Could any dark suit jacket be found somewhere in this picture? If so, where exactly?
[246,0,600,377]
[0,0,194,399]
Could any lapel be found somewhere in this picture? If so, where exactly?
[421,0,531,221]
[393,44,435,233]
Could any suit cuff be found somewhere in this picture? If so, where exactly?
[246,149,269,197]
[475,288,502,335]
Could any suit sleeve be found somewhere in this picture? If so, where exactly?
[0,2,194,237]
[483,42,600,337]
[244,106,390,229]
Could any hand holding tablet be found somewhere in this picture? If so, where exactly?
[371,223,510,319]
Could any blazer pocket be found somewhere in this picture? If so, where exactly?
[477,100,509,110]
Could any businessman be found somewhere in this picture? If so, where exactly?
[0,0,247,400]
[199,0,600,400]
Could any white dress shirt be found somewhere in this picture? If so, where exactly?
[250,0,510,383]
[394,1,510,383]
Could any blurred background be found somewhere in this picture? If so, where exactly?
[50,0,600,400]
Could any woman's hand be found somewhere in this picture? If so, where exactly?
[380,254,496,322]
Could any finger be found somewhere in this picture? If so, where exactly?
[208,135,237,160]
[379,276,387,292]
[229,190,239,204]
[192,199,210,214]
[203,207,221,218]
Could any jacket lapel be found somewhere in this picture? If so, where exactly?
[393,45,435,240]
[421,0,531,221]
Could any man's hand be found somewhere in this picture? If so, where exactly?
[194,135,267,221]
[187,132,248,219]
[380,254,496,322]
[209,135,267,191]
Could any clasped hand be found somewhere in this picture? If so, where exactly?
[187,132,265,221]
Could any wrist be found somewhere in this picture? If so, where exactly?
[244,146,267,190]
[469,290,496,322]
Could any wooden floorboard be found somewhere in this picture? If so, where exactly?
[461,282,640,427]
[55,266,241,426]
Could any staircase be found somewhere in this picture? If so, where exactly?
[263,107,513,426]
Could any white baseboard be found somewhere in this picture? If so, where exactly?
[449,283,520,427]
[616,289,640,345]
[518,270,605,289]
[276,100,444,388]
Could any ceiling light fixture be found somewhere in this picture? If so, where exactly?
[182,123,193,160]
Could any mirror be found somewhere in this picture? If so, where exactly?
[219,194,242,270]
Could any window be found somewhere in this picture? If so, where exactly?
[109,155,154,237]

-=-=-=-=-

From the entries above, take the lines from the one that has "Could any suit cuff" through the one that has "[263,107,513,426]", and write them out as a JSON list of strings, one string per line. Leave out any blank lines.

[
  "Could any suit cuff be found somewhere in this picture? If so, where exactly?",
  "[246,149,269,197]",
  "[475,288,502,335]",
  "Could any suit sleeve be found somewhere in this picture? If so, where exactly?",
  "[0,2,194,237]",
  "[483,42,600,337]",
  "[244,106,390,229]",
  "Could any hand holding tablet be found somewhere in this picture? If so, where exactly?",
  "[371,223,510,319]",
  "Could any blazer pocket be found somewhere in this picture? If so, where exactly?",
  "[477,100,509,110]",
  "Could any businessman be found somewhere in this picture? If so, where exactly?",
  "[0,0,247,400]",
  "[199,0,600,400]",
  "Could any white dress shirt be found somewhere in this picture? If so, where exactly?",
  "[250,0,510,383]",
  "[394,1,510,383]",
  "Could any blurred background be found somewhere in this picture? If so, where exactly?",
  "[50,0,600,400]",
  "Could any woman's hand be found somewhere in this picture? If so, where exactly?",
  "[380,254,496,322]",
  "Could any finger be found somewhere in this picture? If so, where exactly?",
  "[208,135,237,160]",
  "[379,276,387,292]",
  "[229,190,239,204]",
  "[192,199,210,214]",
  "[203,207,221,218]",
  "Could any jacket lapel be found somewhere in this picture? If so, where exactly?",
  "[393,45,435,240]",
  "[421,0,531,221]",
  "Could any man's hand be found somewhere in this picture? If so, where exactly?",
  "[194,135,267,221]",
  "[187,132,248,219]",
  "[380,254,496,322]",
  "[209,135,267,191]",
  "Could any clasped hand be found somewhere in this picture? If so, where exactly?",
  "[187,132,265,221]",
  "Could any wrist be found somewhere in this picture? If so, where exactly?",
  "[244,146,267,190]",
  "[469,290,496,322]",
  "Could any wooden floorboard be found somewhere in this picture? If so, where exactly?",
  "[461,282,640,427]",
  "[55,266,241,426]",
  "Could any staircase be found somewhere in this picture? If so, where exactly?",
  "[263,107,513,426]"
]